● **Atividade**:
Retome a coluna sobre a colunista ninja logo após a última frase apresentada e continue-a no mesmo estilo.

Colunista ninja?
Quem faz parte do clube da rede social se deixa manipular muito além do que jamais poderia calcular
Não conte a ninguém, fica sendo um segredo só nosso, mas eu sou a Mídia Ninja que comete jornalismo a partir do interior de uma Redação. Sou uma representante ninja "embedded". Estou infiltrada nesta Folha há quase 30 anos fazendo jornalismo "caseiro", ninja style, sem ter sido descoberta.
E digo a você: esse pessoal das manifestações, que acha que descobriu a pólvora de um "jornalismo" mais "free", mais "social network friendly" não inventou nadica.
Se é questão de agir por impulso e paixão, o leitor já encontra isso aqui faz tempo. Com a diferença, é claro, que quando piso na bola, tomo cada puxão de orelha que só vendo. Muitas vezes, na frente de um juiz.
Ocorre que as coisas andam mudando e eu resolvi dar uma revitalizada no meu estilo pessoal para não deixar a dever à essa nova onda inspiradora que está transformando o país.
Não é mesmo? Quem não viu, nesta semana, que em vez de optar por se tratar no Hospital Sírio-Libanês, José Sarney ficou firme no Maranhão e foi tratar os pulmões no SUS local? E os pactos todos, como a renúncia voluntária de Renan, as reformas política, fiscal, eleitoral etc, a reestruturação da segurança pública, o afastamento do cargo de ministros de importância crucial que tenham parentes envolvidos em suspeitas de corrupção até que seja tudo investigado, tudo isso está andando a pleno vapor, não?
Percebe-se claramente que não tem mais esse negócio de o pessoal se apoiar num sistema eleitoral de voto obrigatório que funciona na base de tempo na TV e conta com alianças forjadas às custas do nosso dinheiro para continuar tudo como sempre foi, certo? Esse sopro de ar fresco renovador não está apenas em um punhado de garotões de classe média dispostos a azucrinar a porta da casa de um ou outro político, que tomará esta ou aquela medida paliativa de fachada. Arrasamos, brother, sister, uncle e dog!

● **Material extraído**:
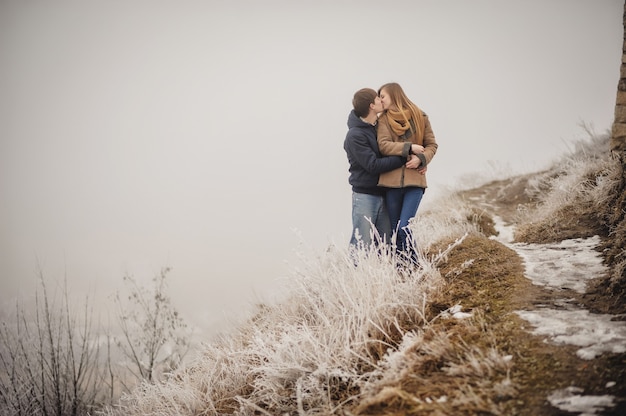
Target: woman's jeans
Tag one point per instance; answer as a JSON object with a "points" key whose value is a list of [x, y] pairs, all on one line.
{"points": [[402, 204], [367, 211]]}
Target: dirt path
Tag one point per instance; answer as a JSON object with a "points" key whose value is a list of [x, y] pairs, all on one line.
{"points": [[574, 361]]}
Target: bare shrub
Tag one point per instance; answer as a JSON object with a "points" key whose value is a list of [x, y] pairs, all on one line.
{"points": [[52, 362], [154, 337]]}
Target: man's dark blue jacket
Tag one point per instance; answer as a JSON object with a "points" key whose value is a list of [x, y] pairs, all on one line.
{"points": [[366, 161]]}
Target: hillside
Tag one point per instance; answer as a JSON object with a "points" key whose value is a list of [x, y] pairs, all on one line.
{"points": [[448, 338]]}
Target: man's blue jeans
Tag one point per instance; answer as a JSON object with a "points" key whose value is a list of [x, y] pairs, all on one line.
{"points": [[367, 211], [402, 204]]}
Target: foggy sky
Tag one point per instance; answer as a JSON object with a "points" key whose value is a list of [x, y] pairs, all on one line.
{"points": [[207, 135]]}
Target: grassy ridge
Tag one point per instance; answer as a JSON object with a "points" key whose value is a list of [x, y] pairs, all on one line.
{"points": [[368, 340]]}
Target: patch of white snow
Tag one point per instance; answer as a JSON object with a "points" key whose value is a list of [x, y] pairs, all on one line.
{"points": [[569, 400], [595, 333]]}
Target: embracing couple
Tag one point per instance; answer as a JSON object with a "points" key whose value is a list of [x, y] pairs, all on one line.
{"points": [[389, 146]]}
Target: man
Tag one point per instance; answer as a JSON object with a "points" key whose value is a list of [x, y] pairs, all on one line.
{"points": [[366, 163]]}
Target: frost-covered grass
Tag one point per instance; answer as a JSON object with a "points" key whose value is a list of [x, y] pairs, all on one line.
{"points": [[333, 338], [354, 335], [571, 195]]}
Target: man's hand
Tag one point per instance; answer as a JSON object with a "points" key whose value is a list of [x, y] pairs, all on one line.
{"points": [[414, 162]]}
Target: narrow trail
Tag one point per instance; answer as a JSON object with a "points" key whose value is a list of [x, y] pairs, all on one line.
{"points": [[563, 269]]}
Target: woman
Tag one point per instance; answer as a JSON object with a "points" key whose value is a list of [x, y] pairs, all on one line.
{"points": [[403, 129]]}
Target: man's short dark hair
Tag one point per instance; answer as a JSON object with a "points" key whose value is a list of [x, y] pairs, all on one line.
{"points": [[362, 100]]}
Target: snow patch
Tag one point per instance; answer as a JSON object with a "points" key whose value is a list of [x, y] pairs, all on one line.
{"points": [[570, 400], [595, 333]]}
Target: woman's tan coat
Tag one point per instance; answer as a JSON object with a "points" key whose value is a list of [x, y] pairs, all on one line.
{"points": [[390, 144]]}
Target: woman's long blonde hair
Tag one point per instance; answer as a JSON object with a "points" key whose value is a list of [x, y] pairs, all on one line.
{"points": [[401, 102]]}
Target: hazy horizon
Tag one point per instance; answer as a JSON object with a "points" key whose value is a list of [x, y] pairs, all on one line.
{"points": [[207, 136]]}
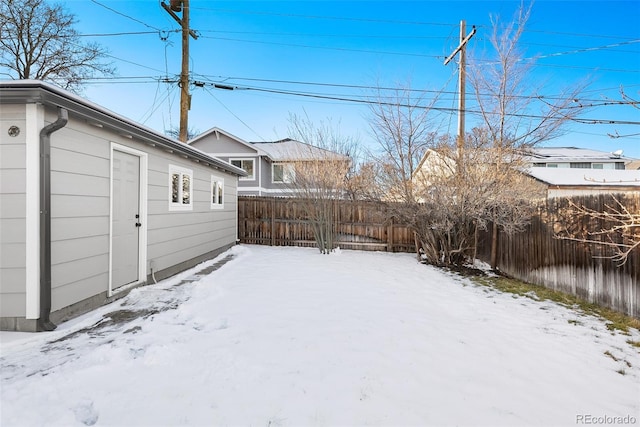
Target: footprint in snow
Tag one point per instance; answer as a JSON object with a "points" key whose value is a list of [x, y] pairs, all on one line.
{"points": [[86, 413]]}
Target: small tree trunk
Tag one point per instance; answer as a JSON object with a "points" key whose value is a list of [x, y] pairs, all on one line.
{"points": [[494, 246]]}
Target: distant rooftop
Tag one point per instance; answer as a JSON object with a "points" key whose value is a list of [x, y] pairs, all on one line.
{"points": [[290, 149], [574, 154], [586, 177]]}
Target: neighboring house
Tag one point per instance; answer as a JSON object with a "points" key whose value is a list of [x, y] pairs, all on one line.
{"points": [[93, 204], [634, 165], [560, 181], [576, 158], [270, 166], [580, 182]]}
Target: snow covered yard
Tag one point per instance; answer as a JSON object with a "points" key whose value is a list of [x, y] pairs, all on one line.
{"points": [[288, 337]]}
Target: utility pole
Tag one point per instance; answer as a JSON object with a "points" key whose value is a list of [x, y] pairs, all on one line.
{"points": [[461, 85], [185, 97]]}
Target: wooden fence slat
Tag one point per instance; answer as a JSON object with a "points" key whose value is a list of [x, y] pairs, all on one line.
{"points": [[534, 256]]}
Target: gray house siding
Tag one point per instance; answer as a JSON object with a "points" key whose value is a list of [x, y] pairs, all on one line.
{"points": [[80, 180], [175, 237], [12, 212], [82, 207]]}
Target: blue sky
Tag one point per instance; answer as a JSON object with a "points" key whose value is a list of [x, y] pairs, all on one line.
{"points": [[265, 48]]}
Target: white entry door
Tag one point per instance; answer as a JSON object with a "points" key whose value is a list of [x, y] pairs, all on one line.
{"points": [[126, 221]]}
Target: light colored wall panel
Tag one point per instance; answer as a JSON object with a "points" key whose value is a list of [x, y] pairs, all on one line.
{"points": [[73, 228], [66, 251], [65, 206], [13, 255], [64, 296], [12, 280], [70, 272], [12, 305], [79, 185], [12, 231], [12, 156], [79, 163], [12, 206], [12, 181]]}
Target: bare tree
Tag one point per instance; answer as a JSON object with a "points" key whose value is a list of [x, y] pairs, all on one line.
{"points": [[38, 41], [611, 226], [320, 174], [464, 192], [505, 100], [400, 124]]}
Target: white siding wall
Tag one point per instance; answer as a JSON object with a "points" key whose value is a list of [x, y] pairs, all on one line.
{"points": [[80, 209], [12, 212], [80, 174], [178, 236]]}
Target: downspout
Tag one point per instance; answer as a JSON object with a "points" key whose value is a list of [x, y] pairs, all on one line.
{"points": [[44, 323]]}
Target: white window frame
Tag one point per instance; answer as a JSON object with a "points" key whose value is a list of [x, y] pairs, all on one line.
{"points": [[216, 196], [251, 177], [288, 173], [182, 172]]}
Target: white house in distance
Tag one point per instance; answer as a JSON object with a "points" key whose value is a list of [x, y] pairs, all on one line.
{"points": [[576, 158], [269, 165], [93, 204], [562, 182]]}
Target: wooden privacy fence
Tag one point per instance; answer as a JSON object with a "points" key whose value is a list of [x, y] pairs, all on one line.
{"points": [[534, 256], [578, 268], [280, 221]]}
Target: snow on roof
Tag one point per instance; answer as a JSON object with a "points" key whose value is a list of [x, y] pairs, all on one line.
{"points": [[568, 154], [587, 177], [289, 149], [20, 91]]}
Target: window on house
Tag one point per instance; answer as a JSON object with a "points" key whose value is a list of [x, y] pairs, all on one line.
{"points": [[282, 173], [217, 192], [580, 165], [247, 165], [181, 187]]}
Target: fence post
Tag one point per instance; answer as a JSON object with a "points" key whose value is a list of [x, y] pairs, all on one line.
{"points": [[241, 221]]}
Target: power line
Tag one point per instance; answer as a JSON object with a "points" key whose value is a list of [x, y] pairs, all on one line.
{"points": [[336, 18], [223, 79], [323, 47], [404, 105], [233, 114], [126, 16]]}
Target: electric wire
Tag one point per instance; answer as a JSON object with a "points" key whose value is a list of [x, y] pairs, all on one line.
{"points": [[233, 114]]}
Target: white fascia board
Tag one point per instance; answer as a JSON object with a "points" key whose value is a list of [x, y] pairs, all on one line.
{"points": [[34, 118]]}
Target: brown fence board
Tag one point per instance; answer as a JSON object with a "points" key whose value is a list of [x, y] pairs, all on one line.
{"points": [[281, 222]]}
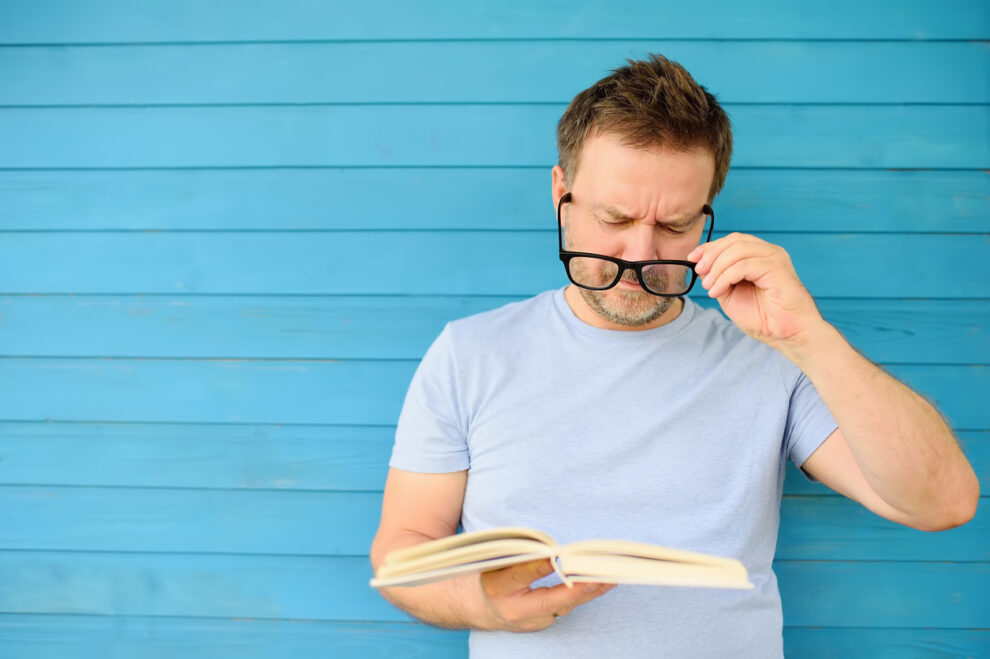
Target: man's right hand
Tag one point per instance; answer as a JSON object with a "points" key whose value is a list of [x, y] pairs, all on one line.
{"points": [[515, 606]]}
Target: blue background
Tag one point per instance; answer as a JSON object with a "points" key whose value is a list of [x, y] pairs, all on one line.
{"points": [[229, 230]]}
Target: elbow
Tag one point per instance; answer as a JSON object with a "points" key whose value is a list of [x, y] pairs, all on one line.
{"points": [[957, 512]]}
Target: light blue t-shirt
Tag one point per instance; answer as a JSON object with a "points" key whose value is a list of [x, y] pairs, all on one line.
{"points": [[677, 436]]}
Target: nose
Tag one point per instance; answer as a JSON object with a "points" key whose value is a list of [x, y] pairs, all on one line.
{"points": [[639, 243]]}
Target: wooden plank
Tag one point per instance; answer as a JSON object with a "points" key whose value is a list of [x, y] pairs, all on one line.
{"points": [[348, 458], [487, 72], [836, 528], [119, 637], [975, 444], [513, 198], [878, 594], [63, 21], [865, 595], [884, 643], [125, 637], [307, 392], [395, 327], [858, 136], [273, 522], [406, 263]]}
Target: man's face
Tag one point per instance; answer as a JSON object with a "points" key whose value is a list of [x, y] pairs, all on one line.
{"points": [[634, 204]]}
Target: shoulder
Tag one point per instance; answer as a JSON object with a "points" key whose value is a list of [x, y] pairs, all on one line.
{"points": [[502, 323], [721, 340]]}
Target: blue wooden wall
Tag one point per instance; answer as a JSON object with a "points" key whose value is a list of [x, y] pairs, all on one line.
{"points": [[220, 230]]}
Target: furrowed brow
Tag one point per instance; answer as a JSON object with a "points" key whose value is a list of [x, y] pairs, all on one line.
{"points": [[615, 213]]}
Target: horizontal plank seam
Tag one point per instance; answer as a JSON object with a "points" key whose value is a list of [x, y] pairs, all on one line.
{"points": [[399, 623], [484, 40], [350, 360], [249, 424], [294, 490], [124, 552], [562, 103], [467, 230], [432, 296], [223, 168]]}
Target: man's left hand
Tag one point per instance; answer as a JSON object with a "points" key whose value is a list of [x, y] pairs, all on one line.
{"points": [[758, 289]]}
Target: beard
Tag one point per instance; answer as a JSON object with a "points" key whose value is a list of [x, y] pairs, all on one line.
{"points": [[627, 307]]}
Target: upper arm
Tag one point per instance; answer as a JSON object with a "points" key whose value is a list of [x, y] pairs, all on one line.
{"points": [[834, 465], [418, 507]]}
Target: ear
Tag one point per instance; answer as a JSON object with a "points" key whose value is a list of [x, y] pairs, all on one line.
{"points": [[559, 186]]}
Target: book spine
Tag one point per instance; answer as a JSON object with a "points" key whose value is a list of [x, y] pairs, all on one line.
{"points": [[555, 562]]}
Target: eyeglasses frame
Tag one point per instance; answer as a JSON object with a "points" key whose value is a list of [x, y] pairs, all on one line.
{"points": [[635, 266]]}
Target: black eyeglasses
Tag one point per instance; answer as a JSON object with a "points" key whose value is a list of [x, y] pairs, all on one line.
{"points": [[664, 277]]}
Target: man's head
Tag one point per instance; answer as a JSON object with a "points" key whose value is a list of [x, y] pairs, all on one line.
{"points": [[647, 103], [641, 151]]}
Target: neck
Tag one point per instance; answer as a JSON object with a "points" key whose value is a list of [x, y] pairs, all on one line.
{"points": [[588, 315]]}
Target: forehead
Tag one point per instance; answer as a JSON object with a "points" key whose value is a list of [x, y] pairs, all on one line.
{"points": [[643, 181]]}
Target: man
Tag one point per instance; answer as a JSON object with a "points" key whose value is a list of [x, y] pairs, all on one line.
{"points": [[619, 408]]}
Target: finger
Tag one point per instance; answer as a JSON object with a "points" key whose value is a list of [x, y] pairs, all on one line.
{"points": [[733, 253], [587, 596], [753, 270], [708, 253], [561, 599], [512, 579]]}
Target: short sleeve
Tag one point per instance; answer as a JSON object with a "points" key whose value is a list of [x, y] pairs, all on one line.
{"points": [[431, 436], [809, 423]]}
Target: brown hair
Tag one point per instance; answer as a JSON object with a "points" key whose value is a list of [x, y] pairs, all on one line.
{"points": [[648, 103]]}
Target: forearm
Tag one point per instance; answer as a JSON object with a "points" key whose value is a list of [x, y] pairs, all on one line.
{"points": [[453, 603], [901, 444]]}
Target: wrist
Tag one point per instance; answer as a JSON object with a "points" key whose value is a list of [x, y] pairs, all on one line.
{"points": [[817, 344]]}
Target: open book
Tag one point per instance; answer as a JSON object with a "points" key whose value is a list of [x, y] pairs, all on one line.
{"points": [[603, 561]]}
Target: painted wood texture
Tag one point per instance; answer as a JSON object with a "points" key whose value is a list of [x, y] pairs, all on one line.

● **Resposta do exercício**:
Pois então, muito prazer, agora sou Barbara Shazam Spotify Instatwitcaster. A câmera do meu iPhone está de olho, meu dedo tem tique programado em 140 caracteres e eu sigo distorcendo as coisas que vejo e formando uma versão toda minha dos fatos.
E quer saber? Que se dane o bom-senso dos meus editores e do departamento jurídico da Folha. De hoje em diante, pretendo me virar muito bem sem eles.
A mim, o futuro. Semana passada, flagrei um casal de tuiteiros, do tipo "nojo da mídia", conversando sobre @barbaragancia. Um chamou-me de idiota. A moça perguntou: "Mas quem é essa tal?". Ele: "É colunista da Folha, BandNews FM etc". Ela reagiu: "Colunista? Isso ainda existe? rsrsrs!"
Pois é, para que serve uma colunista de jornal em um mundo em que a igualdade tomou a dianteira da representatividade depois que esta andou pisando na jaca com força?
Para complicar um pouco, em breve, ninjas e black blocs terão de encarar a razão cínica do mercado que está agindo nas redes sociais.
O fato de o usuário saber que anunciantes pesquisam seus gostos e costumes (como bem observou ontem nesta Folha a jornalista Sandra Muraki) para criar mecanismos de consumo mais eficientes não exime as pessoas de se deixar manipular.
Ou seja, além de outras desvantagens, como só ser encaminhado a ler tópicos de preferência, o que exclui todo o universo do inusitado ou de estar exposto a falsificações de todo tipo, o membro do clube da rede social ainda está sendo manipulado muito além do controle daquilo que jamais poderia calcular.